▶ **EXERCISE DATA**
--- START ---

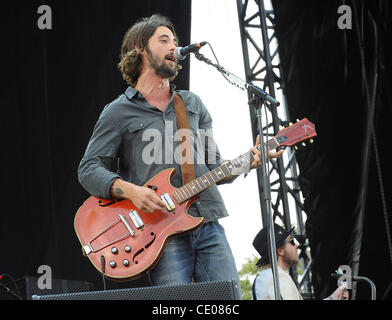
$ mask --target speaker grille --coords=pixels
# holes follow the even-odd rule
[[[238,281],[33,296],[33,300],[240,300]]]

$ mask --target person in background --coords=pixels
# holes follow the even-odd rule
[[[289,270],[299,262],[299,243],[293,236],[294,227],[287,230],[274,224],[276,260],[279,279],[279,288],[282,300],[303,300]],[[253,247],[260,254],[256,266],[259,273],[253,282],[254,300],[275,300],[274,278],[268,253],[268,229],[264,227],[253,240]],[[348,300],[349,293],[345,284],[337,288],[324,300]]]

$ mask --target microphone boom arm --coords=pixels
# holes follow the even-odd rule
[[[241,90],[248,90],[249,92],[255,94],[256,96],[272,103],[276,107],[278,107],[280,105],[280,102],[278,100],[276,100],[274,97],[270,96],[267,92],[265,92],[264,90],[262,90],[258,86],[255,86],[253,84],[249,84],[249,83],[245,82],[244,80],[237,77],[235,74],[231,73],[230,71],[227,71],[222,66],[213,63],[210,59],[206,58],[200,52],[195,52],[194,55],[195,55],[196,59],[203,61],[203,62],[207,63],[208,65],[215,67],[219,72],[221,72],[224,75],[226,75],[227,77],[229,77],[226,79],[232,85],[235,85],[236,87],[240,88]]]
[[[211,47],[211,46],[210,46]],[[212,48],[211,48],[212,50]],[[212,50],[212,52],[214,52]],[[213,67],[215,67],[222,75],[223,77],[229,81],[231,84],[236,85],[242,90],[247,89],[248,92],[253,93],[255,96],[258,97],[257,103],[254,103],[254,106],[256,108],[256,118],[258,122],[258,130],[259,130],[259,137],[260,137],[260,144],[263,146],[264,145],[264,133],[263,133],[263,123],[262,123],[262,104],[265,101],[269,101],[272,105],[279,106],[279,102],[271,97],[267,92],[263,91],[257,86],[251,85],[249,83],[246,83],[245,81],[241,80],[231,72],[227,71],[225,68],[219,65],[218,59],[216,58],[216,61],[218,64],[213,63],[211,60],[207,59],[204,57],[202,54],[199,53],[199,51],[194,52],[196,59],[203,61]],[[215,56],[215,54],[214,54]],[[226,77],[227,76],[227,77]],[[270,189],[270,183],[269,183],[269,176],[268,176],[268,169],[267,169],[267,156],[266,156],[266,151],[264,148],[261,149],[261,158],[263,159],[263,164],[261,166],[262,169],[262,186],[263,186],[263,202],[265,202],[266,205],[266,210],[267,210],[267,216],[268,216],[268,247],[269,247],[269,256],[270,256],[270,261],[271,261],[271,269],[272,269],[272,276],[273,276],[273,283],[274,283],[274,294],[275,294],[275,300],[282,300],[282,296],[280,294],[280,286],[279,286],[279,275],[278,275],[278,267],[277,267],[277,257],[276,257],[276,242],[275,242],[275,231],[274,231],[274,225],[273,225],[273,217],[272,217],[272,209],[271,209],[271,189]]]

--- END ---

▶ **YOUR GOAL**
Track down every line in the entries that includes the string "target", and copy it.

▶ **ANSWER TO THIS EXERCISE**
$ mask --target speaker grille --coords=pixels
$ mask --target person in background --coords=pixels
$ mask --target microphone boom arm --coords=pixels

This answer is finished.